Start of Supplied passage

As the author notes, crypto is inefficient by design. Crypto systems rely on inefficiency to make scamming the system not worth the cost.

The author doesn’t want to wait it out because the cost to society in terms of wasted energy and support of bad actors is too high. He notes that he evolved into this position. At first he th out it was just silly. Then silly and annoying. Now just bad.


PoW is inefficient by design, which SOME cryptocurrencies use. But cryptocurrencies don't need to use PoW. Many already use non PoW systems, and others are going to switch away from PoW (such as ethereum).


> Many already use non PoW systems

Looking from the outside, all the ones which matter seem to use PoW systems.

> and others are going to switch away from PoW (such as ethereum).

I've been hearing that for years, and it's always six months away.


> I've been hearing that for years, and it's always six months away.

"hearing" doesn't really mean much since random people can say whatever, but the switch to PoS has never been claimed to be 6 months away until this year. You're probably confused with the beacon chain with successfully launched in 2020.

End of Supplied passage

#### What to do:
A. In the proof-of-work thread, which cryptocurrency is named as one that is going to switch away from PoW?
B. Write the next reply in the proof-of-work thread, picking up after its final sentence.
The records after the proof-of-work thread are separate material.

Start of Extracted information

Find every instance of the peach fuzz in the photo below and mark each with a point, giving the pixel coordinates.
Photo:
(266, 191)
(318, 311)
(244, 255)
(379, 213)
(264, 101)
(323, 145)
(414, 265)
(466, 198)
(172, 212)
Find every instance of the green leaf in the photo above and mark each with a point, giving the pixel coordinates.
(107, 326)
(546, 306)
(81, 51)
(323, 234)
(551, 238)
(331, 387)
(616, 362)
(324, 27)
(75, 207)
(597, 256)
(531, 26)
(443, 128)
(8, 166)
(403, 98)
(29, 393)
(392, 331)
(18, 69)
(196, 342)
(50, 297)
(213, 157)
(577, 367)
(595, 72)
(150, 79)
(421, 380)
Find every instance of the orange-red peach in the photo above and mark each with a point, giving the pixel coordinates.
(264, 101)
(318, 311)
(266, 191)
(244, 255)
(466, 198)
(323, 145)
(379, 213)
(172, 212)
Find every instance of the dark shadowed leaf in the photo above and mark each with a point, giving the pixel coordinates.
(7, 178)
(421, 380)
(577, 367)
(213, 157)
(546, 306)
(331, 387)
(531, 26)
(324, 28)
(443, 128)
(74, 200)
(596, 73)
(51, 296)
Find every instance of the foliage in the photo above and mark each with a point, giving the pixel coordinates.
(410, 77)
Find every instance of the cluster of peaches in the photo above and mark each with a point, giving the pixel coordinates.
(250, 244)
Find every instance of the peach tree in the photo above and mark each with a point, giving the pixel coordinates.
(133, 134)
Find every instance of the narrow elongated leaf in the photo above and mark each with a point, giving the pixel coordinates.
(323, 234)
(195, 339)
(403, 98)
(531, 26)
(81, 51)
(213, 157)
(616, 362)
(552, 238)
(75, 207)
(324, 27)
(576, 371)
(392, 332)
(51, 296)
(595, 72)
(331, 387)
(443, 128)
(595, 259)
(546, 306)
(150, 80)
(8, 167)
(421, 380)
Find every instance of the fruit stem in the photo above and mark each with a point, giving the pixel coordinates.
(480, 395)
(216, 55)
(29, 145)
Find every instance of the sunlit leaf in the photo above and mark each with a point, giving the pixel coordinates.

End of Extracted information

#### Results for each task:
A. Ethereum.

B.
https://coinmarketcap.com/all/views/all/

Not sure this is the right metric, but you can see that the top of the list seem to represent the bulk of all crypto currencies. And if you want to include Tether, it’s apparently based on Bitcoin and Ethereum blockchains.

Bitcoin is proof of work, and is showing no sign of switching to something else. Ethereum is proof of work, and hasn’t switched to proof of stake yet. I mean the tech is ostensibly there, but last I checked the merge still didn’t happen. Even if it was just those two, I would not dare call them "some crypto currencies" like they were marginal. Bitcoin and Ethereum, aren’t marginal, they’re basically the majority all by themselves.

Also, I’m not sure how trustworthy proof of stake actually is. I’ll believe it when Ethereum actually implements it at scale.


> The people certain it'll be a disaster seem just as silly as those certain it'll take over the world.

There you go. Some cryptocurrencies will survive once the regulatory framework is more clearer and settles in which will result in most the useless ones and non-compliant ones withering away.

That is the most likely outcome rather than the maximalists believing all of them succeeding or the skeptics like the one in this article believing all of them being destroyed. We've have examples like introducing KYC/AML checks for the exchanges, then unregistered ICOs were made illegal in the US (other countries to follow). It still did not put an end to crypto.

Next will be the exchanges delisting privacy coins and the likely regulation of stable-coins.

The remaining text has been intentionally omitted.